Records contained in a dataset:
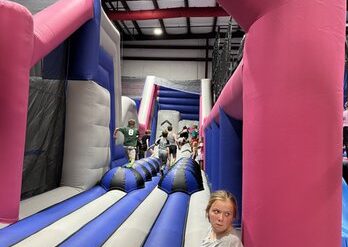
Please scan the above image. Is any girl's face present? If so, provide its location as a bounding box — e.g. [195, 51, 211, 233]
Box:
[208, 200, 235, 236]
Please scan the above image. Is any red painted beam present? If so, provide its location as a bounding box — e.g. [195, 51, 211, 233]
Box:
[107, 7, 229, 21]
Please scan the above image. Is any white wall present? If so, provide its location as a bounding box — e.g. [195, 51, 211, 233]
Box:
[121, 40, 213, 80]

→ GIVEN REQUEST: Report how many lines in the preceding items contain the string "above", treating case as significant. Give only the number.

→ SOLUTION TO THIS PROBLEM: 3